**** DATASET ENTRIES
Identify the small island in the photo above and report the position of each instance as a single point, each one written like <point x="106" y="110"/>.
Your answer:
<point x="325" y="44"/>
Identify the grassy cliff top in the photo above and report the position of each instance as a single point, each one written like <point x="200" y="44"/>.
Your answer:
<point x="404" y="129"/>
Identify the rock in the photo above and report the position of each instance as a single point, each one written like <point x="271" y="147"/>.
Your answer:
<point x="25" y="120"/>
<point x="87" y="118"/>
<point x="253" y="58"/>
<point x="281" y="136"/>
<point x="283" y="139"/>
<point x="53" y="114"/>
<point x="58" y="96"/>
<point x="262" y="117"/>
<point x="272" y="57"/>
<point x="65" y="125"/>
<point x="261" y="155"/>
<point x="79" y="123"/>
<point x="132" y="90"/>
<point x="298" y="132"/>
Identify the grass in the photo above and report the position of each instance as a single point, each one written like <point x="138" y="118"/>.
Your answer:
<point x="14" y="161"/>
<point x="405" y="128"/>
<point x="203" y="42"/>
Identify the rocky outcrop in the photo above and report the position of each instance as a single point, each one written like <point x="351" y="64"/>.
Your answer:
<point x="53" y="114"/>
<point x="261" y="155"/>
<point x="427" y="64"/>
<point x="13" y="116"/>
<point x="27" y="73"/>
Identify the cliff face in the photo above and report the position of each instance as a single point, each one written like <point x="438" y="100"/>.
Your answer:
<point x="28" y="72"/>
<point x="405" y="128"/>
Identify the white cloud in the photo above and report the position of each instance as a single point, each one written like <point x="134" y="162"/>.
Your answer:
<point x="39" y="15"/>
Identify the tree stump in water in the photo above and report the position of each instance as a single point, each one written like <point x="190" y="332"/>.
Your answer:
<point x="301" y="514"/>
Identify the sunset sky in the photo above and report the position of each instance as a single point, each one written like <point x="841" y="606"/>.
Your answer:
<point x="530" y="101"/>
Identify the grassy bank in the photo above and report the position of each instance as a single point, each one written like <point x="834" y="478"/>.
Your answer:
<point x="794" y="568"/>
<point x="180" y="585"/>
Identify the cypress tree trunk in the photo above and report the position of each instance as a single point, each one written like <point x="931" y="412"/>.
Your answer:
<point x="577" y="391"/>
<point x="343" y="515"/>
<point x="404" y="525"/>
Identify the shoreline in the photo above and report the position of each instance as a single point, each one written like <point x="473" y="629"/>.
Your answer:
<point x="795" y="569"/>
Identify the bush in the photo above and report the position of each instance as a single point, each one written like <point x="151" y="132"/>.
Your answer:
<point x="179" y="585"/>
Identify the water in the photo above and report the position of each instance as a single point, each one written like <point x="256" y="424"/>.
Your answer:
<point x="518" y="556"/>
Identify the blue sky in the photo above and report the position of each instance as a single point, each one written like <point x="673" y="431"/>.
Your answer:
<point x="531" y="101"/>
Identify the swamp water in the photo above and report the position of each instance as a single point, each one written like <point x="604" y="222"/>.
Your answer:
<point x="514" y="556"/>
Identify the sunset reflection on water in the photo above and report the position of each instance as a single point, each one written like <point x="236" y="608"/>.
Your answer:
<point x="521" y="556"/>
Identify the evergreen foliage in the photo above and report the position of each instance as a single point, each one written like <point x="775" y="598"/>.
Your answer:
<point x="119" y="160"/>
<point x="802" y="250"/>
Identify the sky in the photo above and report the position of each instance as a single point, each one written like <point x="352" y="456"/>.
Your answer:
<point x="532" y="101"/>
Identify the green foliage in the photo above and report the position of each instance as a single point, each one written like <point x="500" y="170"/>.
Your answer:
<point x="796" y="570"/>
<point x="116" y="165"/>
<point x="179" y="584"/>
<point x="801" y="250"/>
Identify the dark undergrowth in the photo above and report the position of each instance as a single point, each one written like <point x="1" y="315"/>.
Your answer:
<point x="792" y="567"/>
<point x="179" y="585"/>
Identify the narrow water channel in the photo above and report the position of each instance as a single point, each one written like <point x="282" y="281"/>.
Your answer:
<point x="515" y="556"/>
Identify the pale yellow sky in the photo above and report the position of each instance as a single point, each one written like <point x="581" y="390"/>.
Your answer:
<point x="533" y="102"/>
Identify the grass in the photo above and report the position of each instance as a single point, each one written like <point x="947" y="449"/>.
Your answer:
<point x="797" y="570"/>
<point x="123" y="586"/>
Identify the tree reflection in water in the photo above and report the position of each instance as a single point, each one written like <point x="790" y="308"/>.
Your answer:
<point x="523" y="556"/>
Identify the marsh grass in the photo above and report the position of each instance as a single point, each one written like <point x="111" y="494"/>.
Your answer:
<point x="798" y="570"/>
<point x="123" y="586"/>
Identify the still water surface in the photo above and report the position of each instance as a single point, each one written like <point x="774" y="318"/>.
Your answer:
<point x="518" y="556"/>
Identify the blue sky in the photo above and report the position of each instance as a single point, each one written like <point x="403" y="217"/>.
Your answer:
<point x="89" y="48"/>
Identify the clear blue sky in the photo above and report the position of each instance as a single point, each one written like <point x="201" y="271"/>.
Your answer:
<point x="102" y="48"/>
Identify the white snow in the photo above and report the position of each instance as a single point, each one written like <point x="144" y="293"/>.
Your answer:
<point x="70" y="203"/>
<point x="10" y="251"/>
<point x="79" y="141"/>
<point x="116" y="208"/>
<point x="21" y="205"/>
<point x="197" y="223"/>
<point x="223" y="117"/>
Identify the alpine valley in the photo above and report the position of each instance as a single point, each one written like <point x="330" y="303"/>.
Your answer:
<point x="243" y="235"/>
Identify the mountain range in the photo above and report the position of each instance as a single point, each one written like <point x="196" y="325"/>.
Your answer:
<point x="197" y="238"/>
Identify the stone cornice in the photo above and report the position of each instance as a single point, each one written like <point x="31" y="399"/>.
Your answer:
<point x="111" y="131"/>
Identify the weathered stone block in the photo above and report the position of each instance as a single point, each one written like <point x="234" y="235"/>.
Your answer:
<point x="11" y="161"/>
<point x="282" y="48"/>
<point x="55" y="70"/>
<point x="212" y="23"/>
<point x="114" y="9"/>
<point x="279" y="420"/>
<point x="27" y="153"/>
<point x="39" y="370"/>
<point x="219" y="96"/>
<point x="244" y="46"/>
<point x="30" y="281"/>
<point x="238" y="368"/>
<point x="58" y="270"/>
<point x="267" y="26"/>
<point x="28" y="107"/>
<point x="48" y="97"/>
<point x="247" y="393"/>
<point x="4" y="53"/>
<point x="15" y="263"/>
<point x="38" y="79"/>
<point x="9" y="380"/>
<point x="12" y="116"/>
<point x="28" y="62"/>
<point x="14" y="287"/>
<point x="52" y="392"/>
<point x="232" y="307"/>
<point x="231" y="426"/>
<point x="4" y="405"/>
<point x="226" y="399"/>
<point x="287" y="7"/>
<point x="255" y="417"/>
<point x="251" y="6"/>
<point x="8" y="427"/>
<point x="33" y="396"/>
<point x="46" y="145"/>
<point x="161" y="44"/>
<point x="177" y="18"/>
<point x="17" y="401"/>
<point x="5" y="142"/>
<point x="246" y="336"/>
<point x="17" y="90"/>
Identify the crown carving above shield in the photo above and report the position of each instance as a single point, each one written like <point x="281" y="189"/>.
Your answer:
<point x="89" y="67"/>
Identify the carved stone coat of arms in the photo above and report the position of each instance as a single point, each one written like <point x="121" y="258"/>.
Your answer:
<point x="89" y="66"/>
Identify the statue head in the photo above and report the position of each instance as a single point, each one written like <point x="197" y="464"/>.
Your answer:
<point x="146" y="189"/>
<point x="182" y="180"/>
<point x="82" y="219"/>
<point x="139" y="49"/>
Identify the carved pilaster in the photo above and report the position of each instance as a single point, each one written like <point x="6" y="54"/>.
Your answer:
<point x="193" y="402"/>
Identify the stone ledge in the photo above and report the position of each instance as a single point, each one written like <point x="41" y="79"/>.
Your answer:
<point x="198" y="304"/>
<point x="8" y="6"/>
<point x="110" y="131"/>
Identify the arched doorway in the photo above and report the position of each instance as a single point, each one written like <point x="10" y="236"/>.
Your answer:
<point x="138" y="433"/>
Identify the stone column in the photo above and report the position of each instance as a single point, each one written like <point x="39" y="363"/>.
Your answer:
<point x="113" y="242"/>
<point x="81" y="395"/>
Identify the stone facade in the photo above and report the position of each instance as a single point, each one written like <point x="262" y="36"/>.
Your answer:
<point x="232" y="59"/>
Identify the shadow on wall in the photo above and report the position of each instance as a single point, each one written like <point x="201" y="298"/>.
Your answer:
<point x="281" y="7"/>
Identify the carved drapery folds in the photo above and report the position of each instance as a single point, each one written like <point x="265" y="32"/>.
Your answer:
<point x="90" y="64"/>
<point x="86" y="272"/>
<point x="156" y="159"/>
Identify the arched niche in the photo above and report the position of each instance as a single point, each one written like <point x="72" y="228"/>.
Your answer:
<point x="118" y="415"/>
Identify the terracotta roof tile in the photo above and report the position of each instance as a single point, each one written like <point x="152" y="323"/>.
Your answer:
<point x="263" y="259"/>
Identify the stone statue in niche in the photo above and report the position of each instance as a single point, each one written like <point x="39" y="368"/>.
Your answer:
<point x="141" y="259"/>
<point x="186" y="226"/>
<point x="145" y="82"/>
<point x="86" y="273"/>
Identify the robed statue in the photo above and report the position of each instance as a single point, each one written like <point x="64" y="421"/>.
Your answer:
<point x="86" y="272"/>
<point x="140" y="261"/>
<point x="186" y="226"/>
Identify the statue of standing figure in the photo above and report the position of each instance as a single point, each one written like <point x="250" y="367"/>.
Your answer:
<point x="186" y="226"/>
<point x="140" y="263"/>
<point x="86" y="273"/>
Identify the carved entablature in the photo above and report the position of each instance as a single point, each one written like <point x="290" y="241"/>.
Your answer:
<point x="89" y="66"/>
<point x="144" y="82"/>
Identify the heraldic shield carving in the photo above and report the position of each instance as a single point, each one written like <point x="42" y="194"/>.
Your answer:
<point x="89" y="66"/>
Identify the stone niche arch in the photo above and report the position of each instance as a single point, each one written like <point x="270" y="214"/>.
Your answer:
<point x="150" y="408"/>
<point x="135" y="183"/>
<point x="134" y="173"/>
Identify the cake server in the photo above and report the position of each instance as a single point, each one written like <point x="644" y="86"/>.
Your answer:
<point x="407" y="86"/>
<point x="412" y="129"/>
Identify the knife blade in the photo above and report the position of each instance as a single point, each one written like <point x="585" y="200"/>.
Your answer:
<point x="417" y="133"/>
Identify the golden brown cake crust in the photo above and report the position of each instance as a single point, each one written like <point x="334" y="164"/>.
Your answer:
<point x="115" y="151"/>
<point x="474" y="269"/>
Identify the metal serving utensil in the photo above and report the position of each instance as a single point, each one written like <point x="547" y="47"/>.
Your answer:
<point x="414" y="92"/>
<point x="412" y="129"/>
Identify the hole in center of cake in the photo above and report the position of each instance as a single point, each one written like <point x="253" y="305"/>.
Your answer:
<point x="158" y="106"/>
********
Begin with the line that contains "Identify the knife" and set down each line exactly until the records above end, including the final line.

Identify the knife blade in the photo above and report the position of each instance as a single point, each one written like <point x="585" y="200"/>.
Your answer:
<point x="417" y="133"/>
Identify the golden brown cake crust in the photo above and report the position of each instance as a single point, each one written like <point x="334" y="164"/>.
Your answer:
<point x="115" y="151"/>
<point x="474" y="269"/>
Identify the metal serving utensil in the photo above and report the position of each instance as a single point, each one written like <point x="547" y="47"/>.
Your answer:
<point x="414" y="92"/>
<point x="412" y="129"/>
Identify the hole in center of cake in the photo above and report the position of each instance as a single point, each one written like <point x="253" y="305"/>.
Your answer:
<point x="158" y="106"/>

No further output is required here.